◆ Prompt ◆
Word for word, restate every entry that follows.

- - -

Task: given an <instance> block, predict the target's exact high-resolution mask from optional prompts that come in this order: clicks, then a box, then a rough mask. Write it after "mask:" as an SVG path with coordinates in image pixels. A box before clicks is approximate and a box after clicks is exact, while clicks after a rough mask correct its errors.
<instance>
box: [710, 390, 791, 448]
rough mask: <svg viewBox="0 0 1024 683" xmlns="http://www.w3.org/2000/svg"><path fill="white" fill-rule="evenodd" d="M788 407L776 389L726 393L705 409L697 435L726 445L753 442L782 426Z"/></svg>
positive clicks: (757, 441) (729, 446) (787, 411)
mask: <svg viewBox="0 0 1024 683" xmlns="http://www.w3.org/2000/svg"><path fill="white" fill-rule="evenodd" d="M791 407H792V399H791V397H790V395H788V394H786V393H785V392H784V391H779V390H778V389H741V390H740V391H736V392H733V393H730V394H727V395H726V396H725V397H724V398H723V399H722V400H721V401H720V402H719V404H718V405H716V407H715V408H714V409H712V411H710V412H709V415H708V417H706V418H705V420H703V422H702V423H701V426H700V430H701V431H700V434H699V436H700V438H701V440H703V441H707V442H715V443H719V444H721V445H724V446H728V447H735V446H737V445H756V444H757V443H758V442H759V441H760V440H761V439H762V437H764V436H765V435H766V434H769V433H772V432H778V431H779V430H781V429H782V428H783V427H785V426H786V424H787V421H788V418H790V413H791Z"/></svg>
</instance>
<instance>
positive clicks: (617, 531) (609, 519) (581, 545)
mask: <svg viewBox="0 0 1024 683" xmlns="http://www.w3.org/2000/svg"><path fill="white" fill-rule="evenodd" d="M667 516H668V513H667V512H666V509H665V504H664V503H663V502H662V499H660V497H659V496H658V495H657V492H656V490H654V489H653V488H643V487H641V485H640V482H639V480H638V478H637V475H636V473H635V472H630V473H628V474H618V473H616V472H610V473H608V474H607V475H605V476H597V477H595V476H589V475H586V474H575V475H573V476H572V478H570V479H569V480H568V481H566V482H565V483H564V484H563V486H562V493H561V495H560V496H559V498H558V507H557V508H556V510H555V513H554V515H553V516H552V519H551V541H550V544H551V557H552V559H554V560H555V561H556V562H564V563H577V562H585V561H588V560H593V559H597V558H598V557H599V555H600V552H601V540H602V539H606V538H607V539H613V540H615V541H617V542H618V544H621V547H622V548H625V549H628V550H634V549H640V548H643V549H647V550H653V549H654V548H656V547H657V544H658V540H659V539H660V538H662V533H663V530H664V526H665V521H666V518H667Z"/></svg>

- - -

◆ Written answer ◆
Task: given an <instance> block, predict the target's exact high-resolution mask from optional prompts that come in this order: clicks, then a box, then a rough mask. Write it after "mask:" as an SVG path with coordinates in image pixels. A box before clicks is approximate and a box after clicks is exact, while clicks after a rough mask correct its errors.
<instance>
box: [710, 390, 791, 448]
rough mask: <svg viewBox="0 0 1024 683" xmlns="http://www.w3.org/2000/svg"><path fill="white" fill-rule="evenodd" d="M788 407L776 389L726 393L705 409L697 435L726 445L753 442L782 426Z"/></svg>
positive clicks: (757, 441) (729, 446) (787, 411)
mask: <svg viewBox="0 0 1024 683" xmlns="http://www.w3.org/2000/svg"><path fill="white" fill-rule="evenodd" d="M791 407H792V399H791V397H790V395H788V394H786V393H785V392H784V391H779V390H778V389H741V390H740V391H736V392H733V393H730V394H727V395H726V396H725V397H724V398H723V399H722V400H721V401H720V402H719V404H718V405H716V407H715V408H714V409H712V411H710V412H709V415H708V417H706V418H705V420H703V422H702V423H701V426H700V430H701V431H700V434H699V436H700V438H701V440H703V441H707V442H715V443H719V444H721V445H724V446H728V447H735V446H737V445H756V444H757V443H758V442H759V441H760V440H761V439H762V437H764V436H765V435H766V434H769V433H772V432H778V431H779V430H781V429H782V428H783V427H785V426H786V424H787V421H788V418H790V413H791Z"/></svg>
</instance>
<instance>
positive clicks: (617, 531) (609, 519) (581, 545)
mask: <svg viewBox="0 0 1024 683" xmlns="http://www.w3.org/2000/svg"><path fill="white" fill-rule="evenodd" d="M667 516H668V513H667V512H666V509H665V504H664V503H663V502H662V499H660V497H659V496H658V495H657V492H656V490H654V489H653V488H643V487H641V485H640V482H639V480H638V478H637V475H636V473H635V472H630V473H628V474H618V473H616V472H610V473H608V474H607V475H605V476H597V477H595V476H589V475H586V474H575V475H573V476H572V478H570V479H569V480H568V481H566V482H565V483H564V484H563V486H562V493H561V495H560V496H559V498H558V507H557V508H556V510H555V513H554V515H553V516H552V519H551V541H550V544H551V557H552V559H554V560H555V561H556V562H564V563H577V562H585V561H588V560H593V559H597V558H598V557H599V555H600V552H601V540H602V539H606V538H607V539H613V540H615V541H617V542H618V544H621V547H622V548H625V549H628V550H634V549H640V548H643V549H647V550H653V549H654V548H656V547H657V544H658V540H659V539H660V538H662V533H663V530H664V526H665V521H666V518H667Z"/></svg>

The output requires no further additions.